■ **Region pointing data**:

=======

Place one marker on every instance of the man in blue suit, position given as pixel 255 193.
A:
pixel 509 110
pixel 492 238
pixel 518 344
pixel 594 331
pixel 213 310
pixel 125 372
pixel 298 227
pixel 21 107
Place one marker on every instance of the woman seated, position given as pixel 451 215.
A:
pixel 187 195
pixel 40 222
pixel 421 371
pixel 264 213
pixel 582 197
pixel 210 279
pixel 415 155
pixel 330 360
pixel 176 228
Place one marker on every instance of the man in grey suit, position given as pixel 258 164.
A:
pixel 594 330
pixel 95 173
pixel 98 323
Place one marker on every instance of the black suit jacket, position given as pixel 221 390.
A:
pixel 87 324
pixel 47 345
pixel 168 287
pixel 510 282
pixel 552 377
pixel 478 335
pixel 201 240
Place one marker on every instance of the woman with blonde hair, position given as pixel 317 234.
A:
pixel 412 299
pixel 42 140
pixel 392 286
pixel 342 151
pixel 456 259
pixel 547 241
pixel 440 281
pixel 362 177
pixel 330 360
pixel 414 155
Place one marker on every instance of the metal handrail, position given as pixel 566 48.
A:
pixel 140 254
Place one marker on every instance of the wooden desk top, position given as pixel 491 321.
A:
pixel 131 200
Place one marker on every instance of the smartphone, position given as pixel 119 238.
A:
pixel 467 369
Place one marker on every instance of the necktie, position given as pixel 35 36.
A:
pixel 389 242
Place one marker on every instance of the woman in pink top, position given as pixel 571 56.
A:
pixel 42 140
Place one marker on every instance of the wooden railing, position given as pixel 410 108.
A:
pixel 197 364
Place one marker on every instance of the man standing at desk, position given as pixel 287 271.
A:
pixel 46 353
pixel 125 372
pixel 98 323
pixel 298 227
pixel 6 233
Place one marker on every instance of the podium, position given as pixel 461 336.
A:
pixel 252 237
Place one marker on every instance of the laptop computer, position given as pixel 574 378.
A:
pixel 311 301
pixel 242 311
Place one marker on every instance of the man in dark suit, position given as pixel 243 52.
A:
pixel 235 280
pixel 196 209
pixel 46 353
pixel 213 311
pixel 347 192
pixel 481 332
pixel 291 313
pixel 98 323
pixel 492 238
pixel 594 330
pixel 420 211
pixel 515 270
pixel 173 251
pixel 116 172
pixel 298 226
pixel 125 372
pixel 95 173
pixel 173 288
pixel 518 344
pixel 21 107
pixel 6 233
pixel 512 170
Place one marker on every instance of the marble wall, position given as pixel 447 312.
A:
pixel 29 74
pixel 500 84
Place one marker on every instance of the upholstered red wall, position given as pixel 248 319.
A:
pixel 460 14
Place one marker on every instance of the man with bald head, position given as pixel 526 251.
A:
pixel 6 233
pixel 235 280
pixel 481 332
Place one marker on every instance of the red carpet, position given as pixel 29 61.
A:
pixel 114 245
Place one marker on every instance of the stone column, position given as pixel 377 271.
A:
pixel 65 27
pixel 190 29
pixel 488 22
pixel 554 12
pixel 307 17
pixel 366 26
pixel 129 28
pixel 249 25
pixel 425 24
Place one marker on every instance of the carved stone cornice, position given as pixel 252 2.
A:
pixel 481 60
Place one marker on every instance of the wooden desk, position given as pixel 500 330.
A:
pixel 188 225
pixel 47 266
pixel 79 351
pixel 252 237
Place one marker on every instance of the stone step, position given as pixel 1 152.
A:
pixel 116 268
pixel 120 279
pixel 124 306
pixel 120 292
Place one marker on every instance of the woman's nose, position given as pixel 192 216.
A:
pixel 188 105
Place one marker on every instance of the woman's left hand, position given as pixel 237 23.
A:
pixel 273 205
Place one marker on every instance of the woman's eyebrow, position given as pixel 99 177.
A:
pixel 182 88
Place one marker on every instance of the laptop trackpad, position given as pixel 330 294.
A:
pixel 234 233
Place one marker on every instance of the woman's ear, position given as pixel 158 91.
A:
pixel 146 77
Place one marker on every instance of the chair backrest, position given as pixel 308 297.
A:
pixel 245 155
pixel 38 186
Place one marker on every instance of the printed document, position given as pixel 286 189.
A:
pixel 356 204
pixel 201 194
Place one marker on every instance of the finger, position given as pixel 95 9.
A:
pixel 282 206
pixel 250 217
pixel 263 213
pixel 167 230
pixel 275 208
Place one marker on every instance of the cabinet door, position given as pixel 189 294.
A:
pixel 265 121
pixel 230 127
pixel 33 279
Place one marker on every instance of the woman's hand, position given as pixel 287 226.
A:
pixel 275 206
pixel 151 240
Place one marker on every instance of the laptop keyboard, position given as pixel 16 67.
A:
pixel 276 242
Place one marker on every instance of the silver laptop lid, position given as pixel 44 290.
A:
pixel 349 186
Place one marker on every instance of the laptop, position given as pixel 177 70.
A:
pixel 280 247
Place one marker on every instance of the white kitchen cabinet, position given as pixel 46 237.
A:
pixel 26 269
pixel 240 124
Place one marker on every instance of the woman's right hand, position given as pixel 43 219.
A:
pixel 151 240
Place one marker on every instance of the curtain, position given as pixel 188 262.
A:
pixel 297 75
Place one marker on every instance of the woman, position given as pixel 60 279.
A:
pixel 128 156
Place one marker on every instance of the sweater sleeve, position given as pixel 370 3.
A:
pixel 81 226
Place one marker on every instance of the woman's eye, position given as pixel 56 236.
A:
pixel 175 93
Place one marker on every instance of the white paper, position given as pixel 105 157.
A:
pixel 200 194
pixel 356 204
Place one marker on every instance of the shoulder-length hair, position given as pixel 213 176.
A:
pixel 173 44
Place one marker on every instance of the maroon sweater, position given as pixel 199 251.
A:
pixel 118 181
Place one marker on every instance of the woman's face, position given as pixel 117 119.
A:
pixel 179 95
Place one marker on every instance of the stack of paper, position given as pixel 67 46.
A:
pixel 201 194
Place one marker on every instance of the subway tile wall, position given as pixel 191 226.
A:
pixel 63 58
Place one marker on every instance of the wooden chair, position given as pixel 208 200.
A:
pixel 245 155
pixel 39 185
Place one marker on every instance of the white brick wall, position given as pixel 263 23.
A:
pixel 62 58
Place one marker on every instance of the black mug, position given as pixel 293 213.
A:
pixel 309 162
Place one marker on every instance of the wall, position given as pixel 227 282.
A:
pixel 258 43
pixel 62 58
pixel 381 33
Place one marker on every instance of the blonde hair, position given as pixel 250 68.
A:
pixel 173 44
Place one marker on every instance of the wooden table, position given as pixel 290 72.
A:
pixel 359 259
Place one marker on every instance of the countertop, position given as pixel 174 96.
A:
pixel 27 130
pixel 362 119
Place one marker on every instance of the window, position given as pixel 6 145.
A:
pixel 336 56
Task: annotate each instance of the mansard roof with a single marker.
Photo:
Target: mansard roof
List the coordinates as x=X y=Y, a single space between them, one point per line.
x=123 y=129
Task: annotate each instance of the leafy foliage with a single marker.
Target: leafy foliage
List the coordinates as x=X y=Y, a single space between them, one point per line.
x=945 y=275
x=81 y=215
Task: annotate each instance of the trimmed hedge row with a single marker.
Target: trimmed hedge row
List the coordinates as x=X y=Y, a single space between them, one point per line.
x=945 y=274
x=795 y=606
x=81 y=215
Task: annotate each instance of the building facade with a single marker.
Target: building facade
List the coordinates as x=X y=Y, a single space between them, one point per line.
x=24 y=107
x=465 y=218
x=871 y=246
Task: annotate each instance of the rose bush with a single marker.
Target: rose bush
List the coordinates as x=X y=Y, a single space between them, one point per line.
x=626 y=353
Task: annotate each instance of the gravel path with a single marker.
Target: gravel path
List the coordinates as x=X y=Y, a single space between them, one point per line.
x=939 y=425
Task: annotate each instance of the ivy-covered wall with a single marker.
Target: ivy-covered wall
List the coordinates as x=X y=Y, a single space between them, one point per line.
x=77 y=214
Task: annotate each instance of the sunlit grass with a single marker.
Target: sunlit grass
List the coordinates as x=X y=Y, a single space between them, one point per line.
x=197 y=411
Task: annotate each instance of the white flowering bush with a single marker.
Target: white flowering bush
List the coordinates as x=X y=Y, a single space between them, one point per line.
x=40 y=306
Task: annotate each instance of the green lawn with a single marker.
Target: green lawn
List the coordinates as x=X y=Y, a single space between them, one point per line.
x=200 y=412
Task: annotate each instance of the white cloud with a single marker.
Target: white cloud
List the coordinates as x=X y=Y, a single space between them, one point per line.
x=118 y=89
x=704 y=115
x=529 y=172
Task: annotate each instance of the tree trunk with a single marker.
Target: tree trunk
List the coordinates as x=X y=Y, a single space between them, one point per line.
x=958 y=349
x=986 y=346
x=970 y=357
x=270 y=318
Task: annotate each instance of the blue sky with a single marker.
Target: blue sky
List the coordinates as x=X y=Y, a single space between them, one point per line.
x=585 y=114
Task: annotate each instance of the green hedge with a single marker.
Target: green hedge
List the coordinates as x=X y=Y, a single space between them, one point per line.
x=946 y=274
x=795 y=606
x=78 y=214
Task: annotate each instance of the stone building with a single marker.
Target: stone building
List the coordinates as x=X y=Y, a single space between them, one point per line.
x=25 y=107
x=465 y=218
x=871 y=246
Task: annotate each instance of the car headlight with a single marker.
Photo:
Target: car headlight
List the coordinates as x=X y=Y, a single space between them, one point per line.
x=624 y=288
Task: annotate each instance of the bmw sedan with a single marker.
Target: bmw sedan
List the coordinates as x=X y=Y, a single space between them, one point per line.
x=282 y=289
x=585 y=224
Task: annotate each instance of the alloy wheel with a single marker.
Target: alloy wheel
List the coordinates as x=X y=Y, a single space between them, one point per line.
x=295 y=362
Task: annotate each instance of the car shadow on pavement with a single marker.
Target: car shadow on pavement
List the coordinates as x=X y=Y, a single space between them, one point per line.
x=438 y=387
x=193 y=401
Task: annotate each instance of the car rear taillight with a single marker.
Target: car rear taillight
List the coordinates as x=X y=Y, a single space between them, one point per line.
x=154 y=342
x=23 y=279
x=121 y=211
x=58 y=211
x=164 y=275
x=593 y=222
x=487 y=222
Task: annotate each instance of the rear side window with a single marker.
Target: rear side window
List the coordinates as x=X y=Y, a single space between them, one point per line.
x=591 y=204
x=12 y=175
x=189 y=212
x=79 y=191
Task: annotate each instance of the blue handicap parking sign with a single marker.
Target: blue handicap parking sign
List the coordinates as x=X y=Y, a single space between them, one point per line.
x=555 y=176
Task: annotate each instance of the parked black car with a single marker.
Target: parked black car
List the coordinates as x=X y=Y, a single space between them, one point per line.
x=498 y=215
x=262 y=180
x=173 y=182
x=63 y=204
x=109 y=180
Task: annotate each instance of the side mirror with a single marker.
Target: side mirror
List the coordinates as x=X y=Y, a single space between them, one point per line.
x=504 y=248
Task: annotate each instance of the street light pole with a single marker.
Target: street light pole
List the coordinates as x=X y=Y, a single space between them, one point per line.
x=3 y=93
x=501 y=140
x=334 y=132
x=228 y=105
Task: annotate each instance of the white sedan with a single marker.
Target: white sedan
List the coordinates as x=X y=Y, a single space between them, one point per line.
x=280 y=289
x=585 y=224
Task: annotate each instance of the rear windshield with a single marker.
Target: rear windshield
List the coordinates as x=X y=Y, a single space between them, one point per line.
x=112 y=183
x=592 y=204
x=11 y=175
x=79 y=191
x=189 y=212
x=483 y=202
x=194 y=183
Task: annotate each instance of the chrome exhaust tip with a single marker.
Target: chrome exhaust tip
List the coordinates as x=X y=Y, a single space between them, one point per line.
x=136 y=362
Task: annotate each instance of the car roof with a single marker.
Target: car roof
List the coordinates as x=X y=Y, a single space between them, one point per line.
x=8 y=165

=======

Please transcribe the data exactly from its first line. End with the line that contains "Place one marker on every instance of the woman seated, position".

■ **Exercise result**:
Place one marker on every instance of the man in blue suit, position given as pixel 255 193.
A:
pixel 509 110
pixel 492 238
pixel 518 344
pixel 594 331
pixel 213 310
pixel 125 372
pixel 298 227
pixel 21 107
Place one marker on every instance of the woman seated, position given as pixel 451 215.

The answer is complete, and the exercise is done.